TASK BRIEF - Each line below must be set down exactly as it stands.

EXTRACTED RECORDS: Begin

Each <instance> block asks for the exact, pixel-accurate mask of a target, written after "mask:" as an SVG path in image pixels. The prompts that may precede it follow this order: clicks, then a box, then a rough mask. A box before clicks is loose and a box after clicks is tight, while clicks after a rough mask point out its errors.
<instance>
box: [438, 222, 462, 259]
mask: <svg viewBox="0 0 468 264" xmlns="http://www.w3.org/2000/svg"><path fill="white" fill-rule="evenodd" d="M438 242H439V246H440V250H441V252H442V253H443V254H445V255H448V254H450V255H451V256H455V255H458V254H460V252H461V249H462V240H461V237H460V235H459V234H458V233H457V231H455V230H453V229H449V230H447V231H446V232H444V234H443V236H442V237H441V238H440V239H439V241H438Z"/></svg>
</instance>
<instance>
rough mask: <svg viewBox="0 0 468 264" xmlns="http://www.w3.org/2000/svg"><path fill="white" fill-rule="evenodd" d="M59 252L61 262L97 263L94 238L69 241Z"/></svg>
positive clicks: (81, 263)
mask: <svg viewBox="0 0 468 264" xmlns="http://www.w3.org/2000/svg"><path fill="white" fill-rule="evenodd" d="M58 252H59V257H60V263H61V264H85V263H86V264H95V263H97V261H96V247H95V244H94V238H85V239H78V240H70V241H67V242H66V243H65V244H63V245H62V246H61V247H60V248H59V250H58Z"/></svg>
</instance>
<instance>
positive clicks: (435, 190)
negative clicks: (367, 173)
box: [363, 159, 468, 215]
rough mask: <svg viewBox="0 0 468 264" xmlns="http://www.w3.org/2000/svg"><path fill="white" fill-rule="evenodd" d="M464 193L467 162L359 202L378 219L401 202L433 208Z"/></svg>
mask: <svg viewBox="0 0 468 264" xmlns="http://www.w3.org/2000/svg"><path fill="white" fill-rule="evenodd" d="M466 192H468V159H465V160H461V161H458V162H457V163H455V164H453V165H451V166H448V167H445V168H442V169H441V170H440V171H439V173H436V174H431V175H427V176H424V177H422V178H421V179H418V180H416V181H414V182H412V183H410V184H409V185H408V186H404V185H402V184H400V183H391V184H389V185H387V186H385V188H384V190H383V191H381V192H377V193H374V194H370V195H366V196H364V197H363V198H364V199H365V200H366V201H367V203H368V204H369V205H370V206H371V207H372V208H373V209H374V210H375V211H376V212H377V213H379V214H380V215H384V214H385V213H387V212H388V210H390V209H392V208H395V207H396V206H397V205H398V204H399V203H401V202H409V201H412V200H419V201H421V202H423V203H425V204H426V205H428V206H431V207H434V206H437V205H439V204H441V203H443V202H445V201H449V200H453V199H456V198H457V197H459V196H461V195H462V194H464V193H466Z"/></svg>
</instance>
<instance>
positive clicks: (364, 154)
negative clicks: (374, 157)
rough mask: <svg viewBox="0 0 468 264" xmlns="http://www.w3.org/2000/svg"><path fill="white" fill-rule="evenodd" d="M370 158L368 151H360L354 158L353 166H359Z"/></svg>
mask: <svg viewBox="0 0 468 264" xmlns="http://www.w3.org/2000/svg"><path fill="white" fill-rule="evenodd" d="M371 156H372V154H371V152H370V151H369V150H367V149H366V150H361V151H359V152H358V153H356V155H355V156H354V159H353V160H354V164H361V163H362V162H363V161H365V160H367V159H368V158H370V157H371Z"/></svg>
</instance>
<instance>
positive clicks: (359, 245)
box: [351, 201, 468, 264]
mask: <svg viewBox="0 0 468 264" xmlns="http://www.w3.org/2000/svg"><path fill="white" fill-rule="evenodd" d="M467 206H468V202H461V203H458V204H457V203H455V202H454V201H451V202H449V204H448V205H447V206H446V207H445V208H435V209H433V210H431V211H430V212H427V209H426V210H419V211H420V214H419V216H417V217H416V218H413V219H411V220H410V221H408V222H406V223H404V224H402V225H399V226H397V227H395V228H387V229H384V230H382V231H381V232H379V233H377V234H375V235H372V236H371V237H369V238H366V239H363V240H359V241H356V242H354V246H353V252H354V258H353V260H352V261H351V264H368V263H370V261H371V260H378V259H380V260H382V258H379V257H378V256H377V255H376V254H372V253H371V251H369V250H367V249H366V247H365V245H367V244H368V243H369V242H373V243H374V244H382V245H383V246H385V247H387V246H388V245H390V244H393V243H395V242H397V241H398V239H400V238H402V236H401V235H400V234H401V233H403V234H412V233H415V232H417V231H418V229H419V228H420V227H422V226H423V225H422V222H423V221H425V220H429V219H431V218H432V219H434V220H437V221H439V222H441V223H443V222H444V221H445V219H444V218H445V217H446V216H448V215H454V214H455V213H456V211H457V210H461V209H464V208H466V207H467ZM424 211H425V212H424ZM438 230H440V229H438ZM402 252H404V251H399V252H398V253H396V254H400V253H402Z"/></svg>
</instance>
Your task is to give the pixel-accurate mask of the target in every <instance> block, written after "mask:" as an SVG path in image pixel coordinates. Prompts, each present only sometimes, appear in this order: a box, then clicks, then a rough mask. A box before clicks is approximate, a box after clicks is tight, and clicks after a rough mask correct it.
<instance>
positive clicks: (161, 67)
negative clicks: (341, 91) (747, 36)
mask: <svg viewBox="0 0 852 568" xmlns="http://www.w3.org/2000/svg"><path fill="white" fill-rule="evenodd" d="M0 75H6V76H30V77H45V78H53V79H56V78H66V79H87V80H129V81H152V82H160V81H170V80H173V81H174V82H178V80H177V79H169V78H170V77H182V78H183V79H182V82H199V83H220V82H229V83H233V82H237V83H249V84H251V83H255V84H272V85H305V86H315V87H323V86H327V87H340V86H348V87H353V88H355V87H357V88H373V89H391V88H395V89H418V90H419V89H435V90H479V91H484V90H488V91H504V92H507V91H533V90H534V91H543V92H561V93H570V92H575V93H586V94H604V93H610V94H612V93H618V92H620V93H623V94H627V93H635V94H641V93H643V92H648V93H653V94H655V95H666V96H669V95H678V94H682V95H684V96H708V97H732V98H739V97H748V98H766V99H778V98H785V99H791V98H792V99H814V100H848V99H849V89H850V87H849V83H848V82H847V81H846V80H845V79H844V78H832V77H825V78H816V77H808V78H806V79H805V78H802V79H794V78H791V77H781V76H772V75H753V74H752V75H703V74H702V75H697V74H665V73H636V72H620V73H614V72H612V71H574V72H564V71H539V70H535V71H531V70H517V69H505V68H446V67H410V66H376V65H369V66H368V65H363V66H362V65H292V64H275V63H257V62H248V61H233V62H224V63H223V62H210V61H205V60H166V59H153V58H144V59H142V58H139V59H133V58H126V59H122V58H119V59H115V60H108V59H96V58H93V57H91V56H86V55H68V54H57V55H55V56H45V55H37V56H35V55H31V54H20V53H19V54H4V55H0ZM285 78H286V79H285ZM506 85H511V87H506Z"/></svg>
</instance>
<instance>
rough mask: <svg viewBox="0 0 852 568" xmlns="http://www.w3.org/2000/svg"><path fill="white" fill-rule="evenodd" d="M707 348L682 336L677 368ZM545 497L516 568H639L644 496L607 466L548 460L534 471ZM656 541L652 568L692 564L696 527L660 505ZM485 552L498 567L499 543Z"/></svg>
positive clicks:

EXTRACTED RECORDS: End

REPLY TO THE TASK -
Each <instance> block asks for the exact, pixel-accurate mask of a target, written after "mask:" as an SVG path in image pixels. The prompts that may precede it follow this order: clicks, then a box, then a rough mask. A box before clicks is loose and a box after clicks is tight, while clicks after a rough mask point out its errors.
<instance>
box: [438, 222, 462, 259]
mask: <svg viewBox="0 0 468 264" xmlns="http://www.w3.org/2000/svg"><path fill="white" fill-rule="evenodd" d="M438 242H439V246H440V250H441V252H442V253H443V254H445V255H448V254H450V255H451V256H455V255H458V254H460V252H461V249H462V240H461V237H460V235H459V234H458V233H457V231H455V230H453V229H449V230H447V231H446V232H444V234H443V236H442V237H441V238H440V239H439V241H438Z"/></svg>
</instance>
<instance>
rough mask: <svg viewBox="0 0 468 264" xmlns="http://www.w3.org/2000/svg"><path fill="white" fill-rule="evenodd" d="M59 252L61 262L97 263L94 238L69 241Z"/></svg>
positive clicks: (81, 263)
mask: <svg viewBox="0 0 468 264" xmlns="http://www.w3.org/2000/svg"><path fill="white" fill-rule="evenodd" d="M58 252H59V257H60V263H61V264H85V263H86V264H95V263H97V261H96V247H95V244H94V238H85V239H78V240H70V241H67V242H66V243H65V244H63V245H62V246H61V247H60V248H59V250H58Z"/></svg>
</instance>
<instance>
positive clicks: (435, 190)
negative clicks: (367, 173)
box: [363, 159, 468, 215]
rough mask: <svg viewBox="0 0 468 264" xmlns="http://www.w3.org/2000/svg"><path fill="white" fill-rule="evenodd" d="M464 193L467 162L359 202L378 219L401 202L433 208Z"/></svg>
mask: <svg viewBox="0 0 468 264" xmlns="http://www.w3.org/2000/svg"><path fill="white" fill-rule="evenodd" d="M466 192H468V159H465V160H461V161H458V162H457V163H455V164H453V165H451V166H448V167H445V168H442V169H441V170H440V171H439V173H436V174H431V175H427V176H424V177H422V178H421V179H418V180H416V181H414V182H412V183H410V184H409V185H408V186H404V185H402V184H400V183H391V184H389V185H387V186H385V188H384V190H383V191H381V192H377V193H374V194H370V195H366V196H364V197H363V198H364V199H365V200H366V201H367V203H368V204H369V205H370V206H371V207H372V208H373V209H374V210H375V211H376V212H377V213H379V214H380V215H384V214H385V213H387V212H388V210H390V209H392V208H395V207H396V206H397V205H398V204H399V203H401V202H409V201H412V200H419V201H421V202H423V203H425V204H426V205H428V206H431V207H434V206H437V205H439V204H441V203H443V202H445V201H449V200H453V199H456V198H457V197H459V196H461V195H462V194H464V193H466Z"/></svg>
</instance>
<instance>
positive clicks: (364, 154)
negative clicks: (374, 157)
rough mask: <svg viewBox="0 0 468 264" xmlns="http://www.w3.org/2000/svg"><path fill="white" fill-rule="evenodd" d="M370 158L368 151H360L354 158L353 166H359Z"/></svg>
mask: <svg viewBox="0 0 468 264" xmlns="http://www.w3.org/2000/svg"><path fill="white" fill-rule="evenodd" d="M371 156H372V154H371V152H370V151H369V150H367V149H366V150H361V151H359V152H358V153H356V155H355V156H354V159H353V160H354V164H361V163H362V162H363V161H365V160H367V159H368V158H370V157H371Z"/></svg>
</instance>
<instance>
positive clicks: (359, 245)
box: [351, 201, 468, 264]
mask: <svg viewBox="0 0 468 264" xmlns="http://www.w3.org/2000/svg"><path fill="white" fill-rule="evenodd" d="M467 206H468V202H461V203H458V204H457V203H455V202H454V201H451V202H449V204H448V205H447V206H446V207H445V208H435V209H433V210H431V211H430V212H427V209H426V210H419V211H420V214H419V216H417V217H416V218H413V219H411V220H410V221H408V222H406V223H404V224H402V225H399V226H397V227H395V228H387V229H384V230H382V231H381V232H379V233H377V234H375V235H372V236H371V237H369V238H366V239H363V240H359V241H356V242H354V246H353V252H354V258H353V260H352V261H351V264H368V263H370V261H371V260H378V259H380V260H382V258H379V257H378V256H377V255H376V254H372V253H371V251H369V250H367V249H366V247H365V245H367V244H368V243H369V242H373V243H374V244H382V245H383V246H385V247H387V246H388V245H390V244H393V243H395V242H397V241H398V239H400V238H402V236H401V235H400V234H401V233H403V234H412V233H415V232H417V231H418V229H419V228H420V227H422V226H423V225H422V222H423V221H425V220H429V219H431V218H432V219H434V220H437V221H439V222H441V223H443V222H444V221H445V219H444V218H445V217H446V216H448V215H454V214H455V213H456V211H457V210H461V209H464V208H466V207H467ZM424 211H425V212H424ZM438 230H440V229H438ZM402 252H404V251H399V252H398V253H396V254H400V253H402Z"/></svg>
</instance>
Your task is to give the pixel-accurate mask of the target in every <instance> block, written after "mask:" as an SVG path in image pixel coordinates. Prompts, each present only sometimes, appear in this order: a box, then clicks, then a rough mask. A box before clicks is approximate, a box after clicks is tight, and clicks after a rough mask correct it.
<instance>
positive clicks: (161, 67)
negative clicks: (341, 91) (747, 36)
mask: <svg viewBox="0 0 852 568" xmlns="http://www.w3.org/2000/svg"><path fill="white" fill-rule="evenodd" d="M0 75H6V76H30V77H45V78H53V79H56V78H66V79H87V80H129V81H152V82H160V81H170V80H173V81H174V82H178V80H177V79H169V78H170V77H182V78H183V79H182V82H199V83H220V82H229V83H233V82H237V83H249V84H251V83H255V84H272V85H305V86H315V87H323V86H327V87H340V86H348V87H353V88H355V87H357V88H373V89H391V88H395V89H418V90H419V89H435V90H479V91H484V90H488V91H504V92H507V91H533V90H534V91H543V92H561V93H570V92H575V93H586V94H604V93H610V94H612V93H618V92H620V93H623V94H627V93H635V94H641V93H643V92H648V93H653V94H655V95H666V96H669V95H678V94H682V95H684V96H708V97H732V98H739V97H748V98H766V99H778V98H785V99H791V98H792V99H814V100H848V99H849V89H850V87H849V83H848V82H847V81H846V80H845V79H844V78H832V77H825V78H816V77H808V78H806V79H805V78H802V79H794V78H791V77H781V76H772V75H753V74H752V75H703V74H702V75H697V74H665V73H636V72H620V73H614V72H612V71H574V72H564V71H539V70H535V71H531V70H517V69H505V68H446V67H410V66H376V65H369V66H368V65H363V66H362V65H292V64H275V63H257V62H248V61H233V62H224V63H223V62H210V61H205V60H166V59H153V58H144V59H142V58H139V59H133V58H126V59H122V58H119V59H115V60H108V59H96V58H93V57H91V56H86V55H68V54H57V55H55V56H45V55H37V56H35V55H31V54H20V53H19V54H4V55H0ZM285 78H286V79H285ZM506 85H511V87H506Z"/></svg>
</instance>
<instance>
rough mask: <svg viewBox="0 0 852 568" xmlns="http://www.w3.org/2000/svg"><path fill="white" fill-rule="evenodd" d="M707 348L682 336L677 368ZM545 497L516 568H639L644 496L607 466L548 460L534 471ZM656 541L652 568L692 564L696 527L660 505ZM485 552L498 567L499 543Z"/></svg>
positive clicks:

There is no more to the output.